*Requirements*. Copy out every line, starting with the line containing "Localize the flower bud." and going on through the end of the records. Shift each bounding box coordinate in the answers up by 115, leave all other text (including the sample outputs) unchanged, and omit the pictures.

## Start Extracted entries

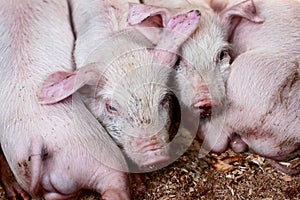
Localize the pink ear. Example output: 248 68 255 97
220 0 264 37
127 3 170 27
38 65 100 104
210 0 229 12
127 3 171 44
155 10 201 65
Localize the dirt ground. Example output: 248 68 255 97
0 141 300 200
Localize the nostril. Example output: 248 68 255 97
198 105 212 118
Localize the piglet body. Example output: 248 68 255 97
0 1 129 199
39 0 200 171
202 0 300 174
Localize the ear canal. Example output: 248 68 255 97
155 10 201 66
37 64 101 104
127 3 170 27
220 0 264 38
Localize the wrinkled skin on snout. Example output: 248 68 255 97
137 0 262 152
0 0 130 200
39 2 200 171
204 0 300 174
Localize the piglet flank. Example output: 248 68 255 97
37 64 101 104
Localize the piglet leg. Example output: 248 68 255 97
267 158 300 175
230 133 249 153
0 148 30 199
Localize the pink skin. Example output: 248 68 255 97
137 0 262 153
204 0 300 174
0 0 130 200
0 148 30 200
38 1 200 170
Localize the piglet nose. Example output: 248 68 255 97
193 99 219 118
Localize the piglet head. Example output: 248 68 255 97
38 8 200 171
169 0 262 117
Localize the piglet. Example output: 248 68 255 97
202 0 300 174
0 0 130 199
0 148 30 199
130 0 263 153
39 0 200 172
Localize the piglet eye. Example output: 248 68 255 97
160 95 170 109
217 50 229 63
106 104 118 114
175 65 182 72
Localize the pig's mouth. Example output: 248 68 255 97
135 145 170 171
139 148 170 170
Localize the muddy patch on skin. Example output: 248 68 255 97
0 141 300 200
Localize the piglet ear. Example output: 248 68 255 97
127 3 171 44
220 0 264 38
37 64 100 104
155 10 201 66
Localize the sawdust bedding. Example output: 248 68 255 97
0 141 300 200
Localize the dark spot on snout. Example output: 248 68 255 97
198 106 212 119
18 160 31 180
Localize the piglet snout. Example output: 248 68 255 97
192 98 220 117
135 136 170 168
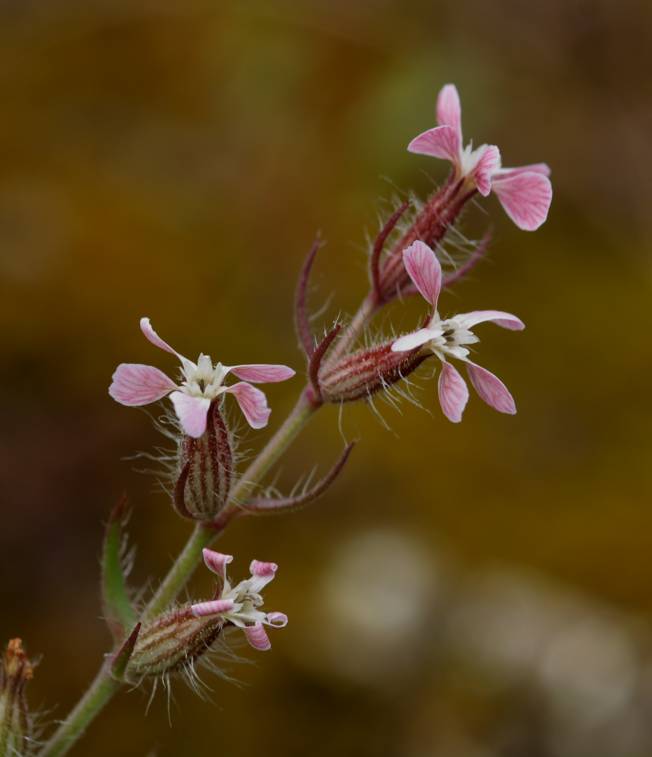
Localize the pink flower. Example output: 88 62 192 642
109 318 294 439
392 242 525 423
408 84 552 231
190 549 288 650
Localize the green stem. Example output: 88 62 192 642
40 392 317 757
40 664 121 757
142 392 317 620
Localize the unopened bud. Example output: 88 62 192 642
174 401 233 521
376 180 475 303
125 606 224 683
319 342 429 403
0 639 34 755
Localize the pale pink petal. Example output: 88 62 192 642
392 329 439 352
229 363 295 384
109 363 176 407
466 362 516 415
267 612 288 628
437 363 469 423
190 599 234 618
244 560 278 593
492 171 552 231
403 240 441 310
140 318 179 355
455 310 525 331
202 548 233 579
437 84 462 136
408 126 461 165
496 163 551 176
249 560 278 581
226 381 272 428
243 623 272 652
170 392 211 439
472 145 500 197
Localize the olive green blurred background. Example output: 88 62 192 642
0 0 652 757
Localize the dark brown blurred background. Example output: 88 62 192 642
0 0 652 757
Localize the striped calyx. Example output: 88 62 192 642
125 606 224 683
319 342 429 403
0 639 34 755
174 400 233 521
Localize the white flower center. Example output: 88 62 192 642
221 578 267 628
428 314 480 361
460 142 487 176
181 354 228 400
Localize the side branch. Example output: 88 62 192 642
294 237 322 358
241 442 355 515
369 200 410 302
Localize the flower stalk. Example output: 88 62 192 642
38 85 552 757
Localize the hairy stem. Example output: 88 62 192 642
40 663 121 757
40 392 317 757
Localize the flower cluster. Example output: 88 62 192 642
408 84 552 231
392 242 525 423
109 318 294 438
190 549 288 650
95 78 552 728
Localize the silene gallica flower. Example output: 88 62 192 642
408 84 552 231
190 549 288 651
109 318 294 439
392 242 525 423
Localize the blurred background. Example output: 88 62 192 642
0 0 652 757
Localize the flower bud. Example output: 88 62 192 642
125 606 224 683
319 342 429 403
174 401 233 521
0 639 34 755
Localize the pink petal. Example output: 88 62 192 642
230 363 295 384
244 623 272 652
437 363 469 423
408 126 461 165
472 145 500 197
403 240 441 310
466 362 516 415
492 170 552 231
267 612 288 628
202 548 233 579
249 560 278 581
249 560 278 593
140 318 179 355
392 329 435 352
170 392 211 439
109 363 176 407
190 599 234 618
455 310 525 331
437 84 462 136
226 381 272 428
497 163 551 176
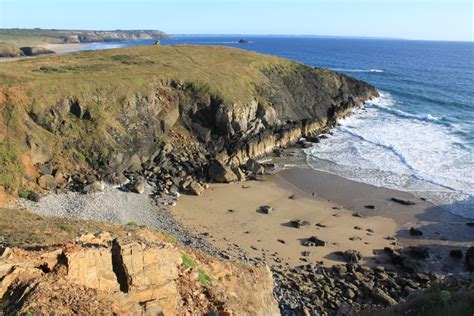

## End Extracted entries

*Response to this task*.
Localize the flower bud. Example output: 88 62 192 642
240 721 339 798
434 457 544 518
289 516 348 636
115 754 149 870
Localize the pink petal. Example output: 88 62 192 642
345 478 410 499
359 738 387 767
552 478 584 538
523 241 576 280
587 260 615 312
518 355 556 425
581 477 631 530
607 285 667 346
382 727 403 743
317 663 348 694
364 675 393 696
364 675 393 708
255 433 294 470
507 444 550 467
285 507 326 554
224 478 291 522
305 714 349 733
570 425 640 446
552 199 577 251
341 496 387 543
612 278 666 291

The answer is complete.